[Natural language region descriptions]
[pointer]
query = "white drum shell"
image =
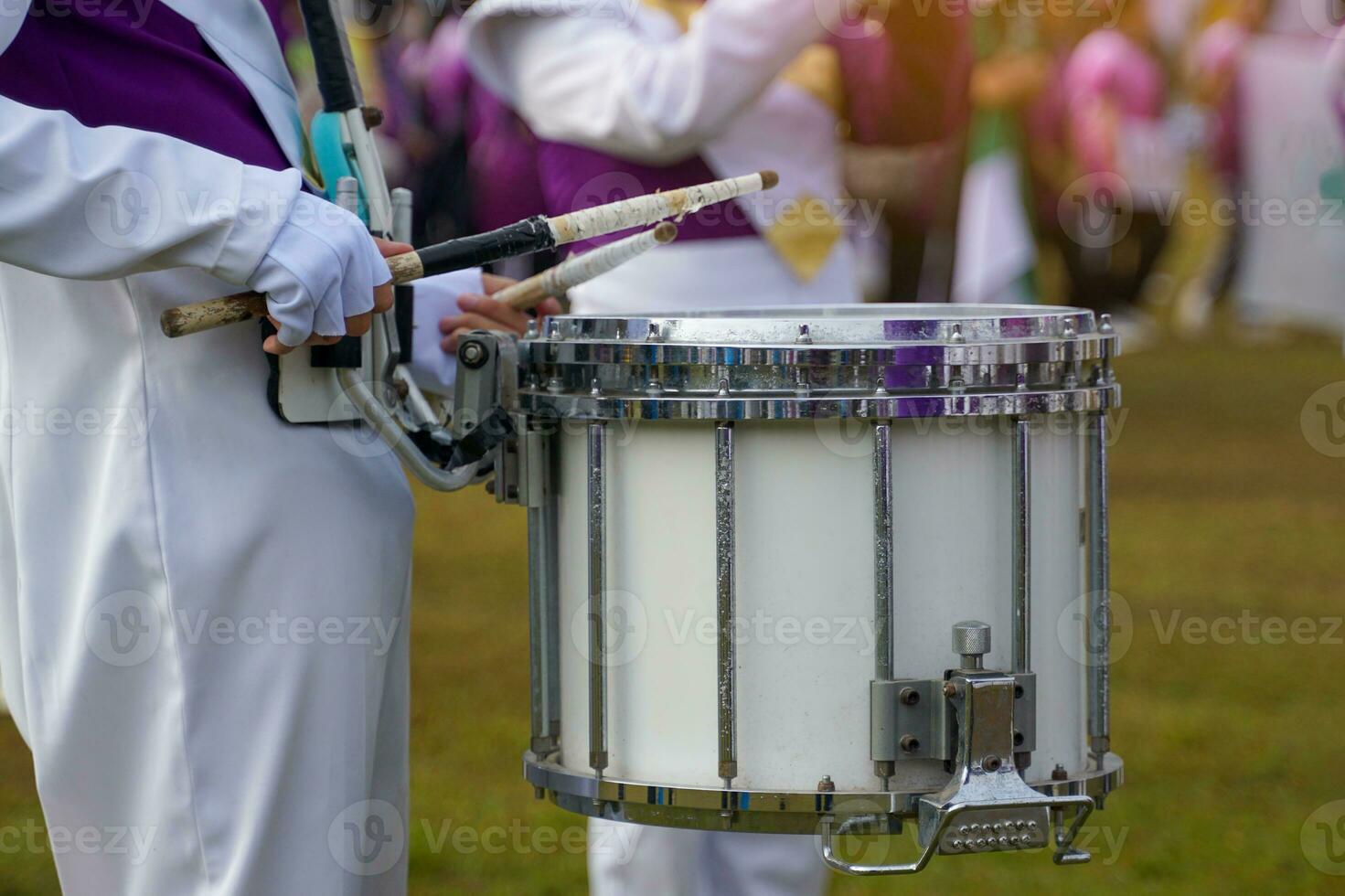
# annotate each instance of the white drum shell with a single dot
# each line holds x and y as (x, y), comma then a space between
(805, 504)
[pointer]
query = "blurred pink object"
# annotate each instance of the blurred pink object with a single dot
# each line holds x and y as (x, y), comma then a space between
(1108, 73)
(917, 91)
(1217, 57)
(500, 150)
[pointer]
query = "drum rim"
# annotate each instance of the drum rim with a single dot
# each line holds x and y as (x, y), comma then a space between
(762, 810)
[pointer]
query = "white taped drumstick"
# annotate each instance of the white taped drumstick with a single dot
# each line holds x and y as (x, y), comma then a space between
(642, 211)
(580, 270)
(522, 239)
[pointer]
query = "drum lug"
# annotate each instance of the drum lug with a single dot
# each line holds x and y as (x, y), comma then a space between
(913, 720)
(986, 806)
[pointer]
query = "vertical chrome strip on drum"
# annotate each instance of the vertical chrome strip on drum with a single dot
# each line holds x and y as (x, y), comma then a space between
(725, 608)
(597, 595)
(882, 580)
(1022, 547)
(1099, 591)
(542, 593)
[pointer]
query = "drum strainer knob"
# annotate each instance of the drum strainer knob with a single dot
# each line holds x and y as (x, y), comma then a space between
(971, 641)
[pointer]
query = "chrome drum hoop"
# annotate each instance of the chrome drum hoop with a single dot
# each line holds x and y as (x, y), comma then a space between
(868, 407)
(806, 364)
(764, 812)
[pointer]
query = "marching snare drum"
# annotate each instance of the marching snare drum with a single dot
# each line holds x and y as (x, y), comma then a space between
(819, 570)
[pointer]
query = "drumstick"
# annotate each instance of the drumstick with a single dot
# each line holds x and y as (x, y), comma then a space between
(580, 270)
(525, 237)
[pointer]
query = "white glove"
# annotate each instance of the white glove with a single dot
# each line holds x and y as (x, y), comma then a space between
(320, 270)
(436, 297)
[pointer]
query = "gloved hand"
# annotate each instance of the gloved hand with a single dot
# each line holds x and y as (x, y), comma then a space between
(323, 276)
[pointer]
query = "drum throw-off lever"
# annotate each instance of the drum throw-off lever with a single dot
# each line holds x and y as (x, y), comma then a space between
(986, 806)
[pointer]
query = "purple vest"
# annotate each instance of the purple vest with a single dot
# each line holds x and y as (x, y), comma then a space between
(577, 177)
(105, 66)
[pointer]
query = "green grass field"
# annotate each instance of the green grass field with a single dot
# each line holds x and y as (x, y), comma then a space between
(1220, 507)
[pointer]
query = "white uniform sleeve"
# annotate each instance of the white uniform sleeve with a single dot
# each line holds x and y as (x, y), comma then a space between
(593, 81)
(1336, 71)
(99, 203)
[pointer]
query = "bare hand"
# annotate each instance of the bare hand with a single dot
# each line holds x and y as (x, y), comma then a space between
(480, 313)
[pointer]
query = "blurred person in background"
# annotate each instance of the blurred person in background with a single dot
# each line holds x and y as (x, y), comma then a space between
(1333, 182)
(485, 174)
(1212, 70)
(1115, 97)
(630, 100)
(907, 105)
(997, 249)
(625, 100)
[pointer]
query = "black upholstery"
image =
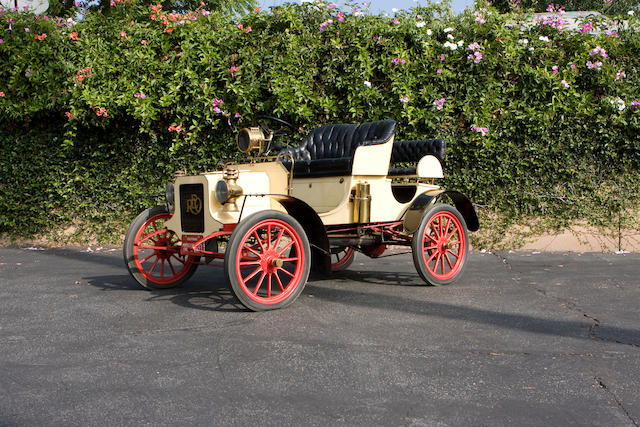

Your instructions
Scan the records for the word "background" and copy every line where it is found.

Task solution
query = "blurred person in background"
# annotate each instance of the blurred person in background with a single dot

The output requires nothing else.